Longer-term, we need to make playgrounds dual use. For most of the year they lie idle but could double as generators of renewable energy with a bit of ingenuity. Time for a venture capitalist to work with technologists and some MATs and perhaps a diocese or two to set up a pilot scheme?

Then there is the issue of biodiversity that has moved up the agenda. Do schools grow flowers either in pots or in their grounds? The Jubilee Scheme for tree planting is starting soon, and schools not directly involved can see if they have space to plant a tree. I well recall, and it shows my age, the ‘Plant a tree in 73; plants some more in 74’ campaign.

Do primary schools still grow cress. On a larger scale could the new school in Hertfordshire have a green roof or even green walls to absorb Carbon? I hope the school will also have a ‘grey water’ recovery scheme to harness rainwater installed.

The education sector does need to take climate change seriously not just in the classroom but also in the building and operation of schools, colleges and our universities. Should those manicured lawns be cut just a bit longer and less frequently than in the past?

Climate change: proposals for schools

I heard about a report from SSE on energy on the BBC this morning: (link no longer active)

There doesn’t seem to be enough of a challenge for education in it, so I have reworked my earlier post into a series of challenges for schools. Do feel free to share it with others and send me additional challenges to raise with schools.

Climate Change is a challenge for the education sector as a whole, not just for state schools. Climate change challenges all education providers, from primary schools to higher education, and from small village schools to our chains of international private schools with campuses across the globe.

My proposals:

  1. Ensuring that by the end of this school-year every school has at least one charging point for an electric vehicle. This should be simple to achieve as it needs no new technology and a network of suppliers is in place to fit these points, either wall or column mounted. Of course, more than one point would be better, but let’s start the ball rolling with a simple and achievable target.

---

• What to do
Answer these questions from the post on climate change and schools:
1. Which tree-planting scheme is said to be starting soon?
2. Whose report on energy did the writer hear about on the BBC?
3. What does the first proposal call for every school to have by the end of this school-year?

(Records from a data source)

---

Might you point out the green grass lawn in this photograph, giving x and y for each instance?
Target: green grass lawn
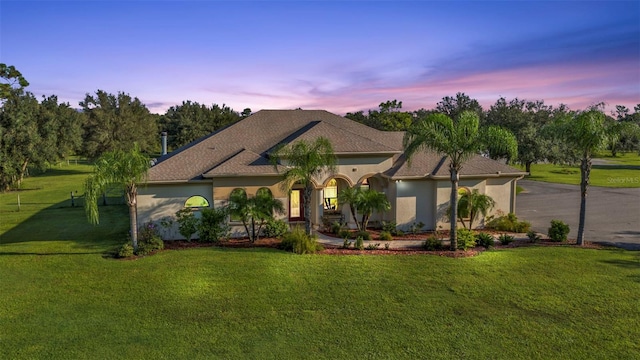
(527, 303)
(624, 172)
(61, 297)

---

• Worked solution
1. The Jubilee Scheme.
2. SSE's.
3. At least one charging point for an electric vehicle.